_Given task_
Tally the lines in the entries below that contain the string "stone". Reply with only the number.

** Start of Items **

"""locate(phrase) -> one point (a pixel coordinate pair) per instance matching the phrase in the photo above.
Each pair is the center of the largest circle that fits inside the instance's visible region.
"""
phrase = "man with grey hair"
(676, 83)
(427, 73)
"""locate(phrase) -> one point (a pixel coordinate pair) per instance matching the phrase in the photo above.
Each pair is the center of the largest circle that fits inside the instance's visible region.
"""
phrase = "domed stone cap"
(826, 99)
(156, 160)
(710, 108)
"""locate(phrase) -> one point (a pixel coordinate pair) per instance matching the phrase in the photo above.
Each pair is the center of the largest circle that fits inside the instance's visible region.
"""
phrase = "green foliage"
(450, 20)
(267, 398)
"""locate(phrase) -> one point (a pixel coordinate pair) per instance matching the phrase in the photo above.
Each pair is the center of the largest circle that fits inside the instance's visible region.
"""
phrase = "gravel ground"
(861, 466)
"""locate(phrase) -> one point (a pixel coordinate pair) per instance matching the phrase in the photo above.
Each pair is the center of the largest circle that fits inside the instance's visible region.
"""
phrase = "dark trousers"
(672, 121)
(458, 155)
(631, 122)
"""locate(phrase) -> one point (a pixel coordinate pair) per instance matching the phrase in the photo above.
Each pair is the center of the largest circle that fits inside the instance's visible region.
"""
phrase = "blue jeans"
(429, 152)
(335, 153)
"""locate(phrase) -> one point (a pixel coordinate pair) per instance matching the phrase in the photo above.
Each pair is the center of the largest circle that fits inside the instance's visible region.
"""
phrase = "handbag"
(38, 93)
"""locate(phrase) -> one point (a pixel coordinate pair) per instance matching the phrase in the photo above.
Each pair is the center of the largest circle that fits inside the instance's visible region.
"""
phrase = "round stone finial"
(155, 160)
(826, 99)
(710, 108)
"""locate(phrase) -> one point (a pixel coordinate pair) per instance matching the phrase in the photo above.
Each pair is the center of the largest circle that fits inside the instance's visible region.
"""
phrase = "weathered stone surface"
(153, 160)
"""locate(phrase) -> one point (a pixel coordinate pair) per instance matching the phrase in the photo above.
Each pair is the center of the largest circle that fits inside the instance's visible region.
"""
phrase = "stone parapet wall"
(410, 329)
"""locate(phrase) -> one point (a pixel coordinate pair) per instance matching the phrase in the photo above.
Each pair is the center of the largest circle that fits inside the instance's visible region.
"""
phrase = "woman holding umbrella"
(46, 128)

** End of Items **

_Expected answer_
4